**WHAT IS EXPECTED:**
Take the line containing "double-hung window in the photo above." and every line after it in the data below, and print them exactly as given, with nothing else.

**PROVIDED RECORDS:**

·····

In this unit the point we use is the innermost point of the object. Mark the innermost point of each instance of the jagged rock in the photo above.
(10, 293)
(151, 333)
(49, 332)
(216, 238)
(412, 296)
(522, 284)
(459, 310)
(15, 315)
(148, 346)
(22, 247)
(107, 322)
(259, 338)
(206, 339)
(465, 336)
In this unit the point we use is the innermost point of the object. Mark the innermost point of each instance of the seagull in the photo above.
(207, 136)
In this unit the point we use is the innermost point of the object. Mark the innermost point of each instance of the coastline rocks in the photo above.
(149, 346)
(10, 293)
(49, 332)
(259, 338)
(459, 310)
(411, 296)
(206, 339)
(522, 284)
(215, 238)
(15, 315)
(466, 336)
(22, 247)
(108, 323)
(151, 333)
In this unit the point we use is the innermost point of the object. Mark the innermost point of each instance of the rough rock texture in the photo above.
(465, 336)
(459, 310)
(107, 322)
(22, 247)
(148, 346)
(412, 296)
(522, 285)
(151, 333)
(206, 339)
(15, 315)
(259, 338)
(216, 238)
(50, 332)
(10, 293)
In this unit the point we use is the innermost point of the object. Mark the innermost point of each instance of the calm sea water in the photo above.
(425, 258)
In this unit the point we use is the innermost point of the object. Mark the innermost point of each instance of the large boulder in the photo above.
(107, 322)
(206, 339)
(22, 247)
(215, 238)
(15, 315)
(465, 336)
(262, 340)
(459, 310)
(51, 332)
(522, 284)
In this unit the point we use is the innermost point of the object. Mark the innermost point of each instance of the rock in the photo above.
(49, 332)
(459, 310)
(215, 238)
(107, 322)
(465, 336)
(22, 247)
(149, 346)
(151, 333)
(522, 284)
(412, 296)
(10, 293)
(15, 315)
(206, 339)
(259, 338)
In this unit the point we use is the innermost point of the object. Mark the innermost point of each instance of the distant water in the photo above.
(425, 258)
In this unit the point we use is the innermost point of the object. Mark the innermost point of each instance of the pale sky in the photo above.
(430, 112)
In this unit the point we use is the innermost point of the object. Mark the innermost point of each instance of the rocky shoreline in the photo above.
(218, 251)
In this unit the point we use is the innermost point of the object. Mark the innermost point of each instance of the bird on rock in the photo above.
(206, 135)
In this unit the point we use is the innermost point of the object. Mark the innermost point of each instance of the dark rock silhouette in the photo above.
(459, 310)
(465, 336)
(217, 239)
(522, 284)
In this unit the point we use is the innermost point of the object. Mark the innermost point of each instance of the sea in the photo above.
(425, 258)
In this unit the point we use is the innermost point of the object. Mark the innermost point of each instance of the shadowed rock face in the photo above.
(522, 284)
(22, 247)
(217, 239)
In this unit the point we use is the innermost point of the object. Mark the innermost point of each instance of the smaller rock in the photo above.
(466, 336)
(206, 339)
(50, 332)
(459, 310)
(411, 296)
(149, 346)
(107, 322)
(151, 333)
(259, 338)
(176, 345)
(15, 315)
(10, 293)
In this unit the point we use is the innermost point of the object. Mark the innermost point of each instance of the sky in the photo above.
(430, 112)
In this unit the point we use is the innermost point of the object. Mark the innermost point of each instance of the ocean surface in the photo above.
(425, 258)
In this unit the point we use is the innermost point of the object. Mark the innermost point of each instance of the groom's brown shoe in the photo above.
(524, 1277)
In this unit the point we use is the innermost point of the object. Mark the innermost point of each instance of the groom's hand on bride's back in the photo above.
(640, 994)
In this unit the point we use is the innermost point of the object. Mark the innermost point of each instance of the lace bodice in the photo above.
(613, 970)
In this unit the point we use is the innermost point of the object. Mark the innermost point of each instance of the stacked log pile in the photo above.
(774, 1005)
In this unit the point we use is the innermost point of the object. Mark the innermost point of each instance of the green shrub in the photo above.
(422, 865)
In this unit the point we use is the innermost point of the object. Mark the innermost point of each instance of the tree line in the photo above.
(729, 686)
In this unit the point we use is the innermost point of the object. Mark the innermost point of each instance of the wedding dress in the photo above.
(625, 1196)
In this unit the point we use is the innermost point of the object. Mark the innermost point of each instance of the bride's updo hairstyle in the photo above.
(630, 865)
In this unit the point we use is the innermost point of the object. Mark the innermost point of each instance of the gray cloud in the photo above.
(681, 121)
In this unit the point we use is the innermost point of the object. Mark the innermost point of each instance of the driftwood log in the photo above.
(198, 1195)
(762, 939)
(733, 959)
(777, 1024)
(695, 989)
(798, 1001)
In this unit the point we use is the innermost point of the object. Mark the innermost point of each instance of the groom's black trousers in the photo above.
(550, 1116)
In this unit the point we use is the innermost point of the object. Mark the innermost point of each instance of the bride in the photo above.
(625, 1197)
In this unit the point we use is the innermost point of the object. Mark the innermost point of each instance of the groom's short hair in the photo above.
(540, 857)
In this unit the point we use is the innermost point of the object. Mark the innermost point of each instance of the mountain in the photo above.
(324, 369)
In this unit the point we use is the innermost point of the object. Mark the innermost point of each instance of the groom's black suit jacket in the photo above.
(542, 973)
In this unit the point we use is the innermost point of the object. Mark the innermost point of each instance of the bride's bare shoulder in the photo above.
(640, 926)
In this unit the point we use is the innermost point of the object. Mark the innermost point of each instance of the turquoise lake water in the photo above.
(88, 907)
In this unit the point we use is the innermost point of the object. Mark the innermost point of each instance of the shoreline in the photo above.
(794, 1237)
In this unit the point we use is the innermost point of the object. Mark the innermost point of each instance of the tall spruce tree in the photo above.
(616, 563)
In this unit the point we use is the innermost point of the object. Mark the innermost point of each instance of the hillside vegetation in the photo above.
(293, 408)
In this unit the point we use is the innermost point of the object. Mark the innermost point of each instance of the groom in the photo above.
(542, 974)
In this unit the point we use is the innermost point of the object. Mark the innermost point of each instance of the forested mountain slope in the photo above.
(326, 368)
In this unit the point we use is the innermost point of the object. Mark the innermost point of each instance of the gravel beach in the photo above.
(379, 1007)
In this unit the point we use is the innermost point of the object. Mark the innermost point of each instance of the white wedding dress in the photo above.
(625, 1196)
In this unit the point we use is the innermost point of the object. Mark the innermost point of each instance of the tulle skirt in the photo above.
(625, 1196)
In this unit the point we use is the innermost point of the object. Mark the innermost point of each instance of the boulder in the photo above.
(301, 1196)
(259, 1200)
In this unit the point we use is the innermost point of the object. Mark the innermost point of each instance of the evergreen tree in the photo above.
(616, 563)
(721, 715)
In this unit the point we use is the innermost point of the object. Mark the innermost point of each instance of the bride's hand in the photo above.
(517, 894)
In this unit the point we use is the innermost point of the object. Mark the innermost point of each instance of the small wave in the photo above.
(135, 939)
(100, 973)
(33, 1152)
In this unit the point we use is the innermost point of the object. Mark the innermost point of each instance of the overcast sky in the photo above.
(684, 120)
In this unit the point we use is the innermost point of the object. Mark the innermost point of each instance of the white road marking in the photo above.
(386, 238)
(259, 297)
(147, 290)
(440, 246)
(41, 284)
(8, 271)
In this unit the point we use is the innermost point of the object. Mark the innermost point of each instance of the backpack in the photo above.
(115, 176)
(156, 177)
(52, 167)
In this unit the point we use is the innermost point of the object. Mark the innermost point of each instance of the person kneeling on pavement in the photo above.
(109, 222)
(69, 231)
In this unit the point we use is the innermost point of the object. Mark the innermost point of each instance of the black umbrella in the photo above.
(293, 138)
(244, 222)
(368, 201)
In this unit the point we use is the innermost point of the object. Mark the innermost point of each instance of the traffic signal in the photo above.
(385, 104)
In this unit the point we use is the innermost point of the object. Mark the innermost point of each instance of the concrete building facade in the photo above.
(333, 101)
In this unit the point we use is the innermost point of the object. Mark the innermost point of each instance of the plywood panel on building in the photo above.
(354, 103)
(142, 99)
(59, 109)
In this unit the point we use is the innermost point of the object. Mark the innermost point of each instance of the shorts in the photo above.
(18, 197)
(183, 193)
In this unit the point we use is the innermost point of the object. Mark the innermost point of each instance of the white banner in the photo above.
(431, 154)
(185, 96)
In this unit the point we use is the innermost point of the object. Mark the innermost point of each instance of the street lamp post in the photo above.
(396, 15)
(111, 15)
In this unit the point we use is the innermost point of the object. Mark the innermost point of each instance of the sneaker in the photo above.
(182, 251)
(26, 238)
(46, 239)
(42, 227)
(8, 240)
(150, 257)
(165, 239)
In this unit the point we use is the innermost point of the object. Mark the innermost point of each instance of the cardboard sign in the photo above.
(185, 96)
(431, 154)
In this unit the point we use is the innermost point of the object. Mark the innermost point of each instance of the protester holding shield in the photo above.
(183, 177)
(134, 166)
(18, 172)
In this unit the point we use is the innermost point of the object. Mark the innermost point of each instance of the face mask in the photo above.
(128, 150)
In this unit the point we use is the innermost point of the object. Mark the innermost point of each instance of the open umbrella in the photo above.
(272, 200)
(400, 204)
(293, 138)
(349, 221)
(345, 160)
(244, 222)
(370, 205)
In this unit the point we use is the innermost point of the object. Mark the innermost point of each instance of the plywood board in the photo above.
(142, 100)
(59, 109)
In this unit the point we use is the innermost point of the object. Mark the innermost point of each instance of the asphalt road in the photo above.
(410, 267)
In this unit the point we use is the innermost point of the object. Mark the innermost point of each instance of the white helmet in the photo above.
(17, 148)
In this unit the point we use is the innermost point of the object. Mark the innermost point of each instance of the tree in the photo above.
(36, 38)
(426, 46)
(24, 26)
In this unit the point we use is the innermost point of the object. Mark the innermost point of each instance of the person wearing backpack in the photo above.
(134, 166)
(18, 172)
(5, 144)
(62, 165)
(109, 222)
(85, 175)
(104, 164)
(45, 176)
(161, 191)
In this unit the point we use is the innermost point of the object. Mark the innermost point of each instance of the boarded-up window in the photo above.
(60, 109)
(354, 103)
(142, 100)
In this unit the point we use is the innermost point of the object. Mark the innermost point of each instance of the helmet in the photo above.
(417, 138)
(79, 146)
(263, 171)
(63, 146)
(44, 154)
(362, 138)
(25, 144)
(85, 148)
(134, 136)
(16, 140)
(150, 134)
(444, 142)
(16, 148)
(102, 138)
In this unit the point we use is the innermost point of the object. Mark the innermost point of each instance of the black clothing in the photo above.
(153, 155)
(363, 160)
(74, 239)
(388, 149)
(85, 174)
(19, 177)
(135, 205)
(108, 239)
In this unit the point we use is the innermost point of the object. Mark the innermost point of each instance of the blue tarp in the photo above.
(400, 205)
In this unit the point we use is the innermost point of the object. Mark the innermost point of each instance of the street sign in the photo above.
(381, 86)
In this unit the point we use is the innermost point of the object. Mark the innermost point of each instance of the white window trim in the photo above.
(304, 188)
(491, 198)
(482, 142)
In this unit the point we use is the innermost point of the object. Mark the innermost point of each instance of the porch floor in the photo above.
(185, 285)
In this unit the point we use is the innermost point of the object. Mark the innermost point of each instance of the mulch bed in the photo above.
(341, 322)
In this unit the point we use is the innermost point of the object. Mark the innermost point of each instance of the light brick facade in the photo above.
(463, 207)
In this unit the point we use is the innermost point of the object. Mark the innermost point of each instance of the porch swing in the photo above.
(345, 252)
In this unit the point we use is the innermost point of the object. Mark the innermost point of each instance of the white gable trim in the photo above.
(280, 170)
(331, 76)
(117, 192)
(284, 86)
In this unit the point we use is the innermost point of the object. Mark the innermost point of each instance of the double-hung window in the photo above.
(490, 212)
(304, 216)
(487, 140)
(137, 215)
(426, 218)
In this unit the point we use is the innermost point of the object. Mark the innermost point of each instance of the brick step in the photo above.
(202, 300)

·····

**THE COMPLETED TASK:**
In this unit the point we use is the innermost point of the object. Mark the innermost point of each instance of the double-hung window in the photo above.
(490, 212)
(304, 216)
(487, 140)
(137, 215)
(426, 218)
In this unit the point we use is the innermost point of the object. Mark the innermost point of each instance of the brick step in the photo above.
(202, 300)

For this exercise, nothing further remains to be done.